# START OF Supplied text
Originally posted by suzy ryan
Yes, quite a bit early, but that has never stopped the "God is dead, crowd" from getting their 'updates' 'headlining' around the world.


but it is only a proportion of christians who do not accept evolution. Religious belief and acceptance of evolution are not mutually exclusive.

from the clergy project...


Within the community of Christian believers there are areas of dispute and disagreement, including the proper way to interpret Holy Scripture. While virtually all Christians take the Bible seriously and hold it to be authoritative in matters of faith and practice, the overwhelming majority do not read the Bible literally, as they would a science textbook. Many of the beloved stories found in the Bible – the Creation, Adam and Eve, Noah and the ark – convey timeless truths about God, human beings, and the proper relationship between Creator and creation expressed in the only form capable of transmitting these truths from generation to generation. Religious truth is of a different order from scientific truth. Its purpose is not to convey scientific information but to transform hearts.
# END OF Supplied text
# START OF Material provided
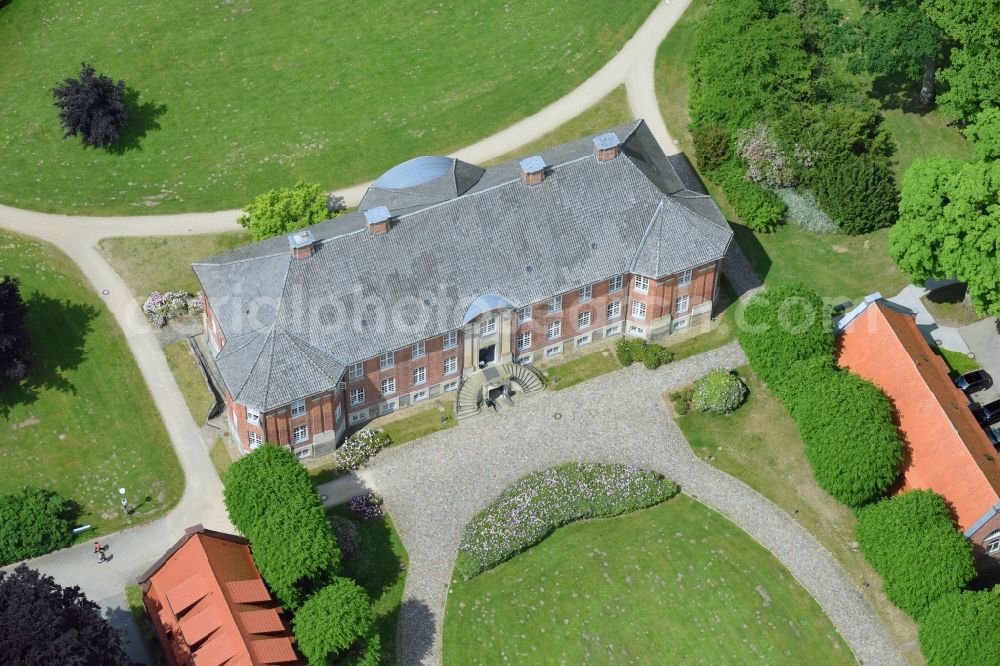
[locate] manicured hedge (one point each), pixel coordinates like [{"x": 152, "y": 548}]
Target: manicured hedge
# END OF Material provided
(Exercise set):
- 1) According to the post on Christian belief and evolution, what is the purpose of religious truth?
- 2) Print the part of the post on Christian belief and evolution starting with "Originally posted by" and going on through "the clergy project...".
- 3) Resume the post on Christian belief and evolution after its final sentence.

(Outputs in order):
- 1) To transform hearts, not to convey scientific information.

- 2)
Originally posted by suzy ryan
Yes, quite a bit early, but that has never stopped the "God is dead, crowd" from getting their 'updates' 'headlining' around the world.


but it is only a proportion of christians who do not accept evolution. Religious belief and acceptance of evolution are not mutually exclusive.

from the clergy project...

- 3)
We the undersigned, Christian clergy from many different traditions, believe that the timeless truths of the Bible and the discoveries of modern science may comfortably coexist. We believe that the theory of evolution is a foundational scientific truth, one that has stood up to rigorous scrutiny and upon which much of human knowledge and achievement rests. To reject this truth or to treat it as “one theory among others” is to deliberately embrace scientific ignorance and transmit such ignorance to our children. We believe that among God’s good gifts are human minds capable of critical thought and that the failure to fully employ this gift is a rejection of the will of our Creator. To argue that God’s loving plan of salvation for humanity precludes the full employment of the God-given faculty of reason is to attempt to limit God, an act of hubris. We urge school board members to preserve the integrity of the science curriculum by affirming the teaching of the theory of evolution as a core component of human knowledge. We ask that science remain science and that religion remain religion, two very different, but complementary, forms of truth.


www.uwosh.edu...

Of course, you may well retort that these 10,000 clergy are not 'true' christians...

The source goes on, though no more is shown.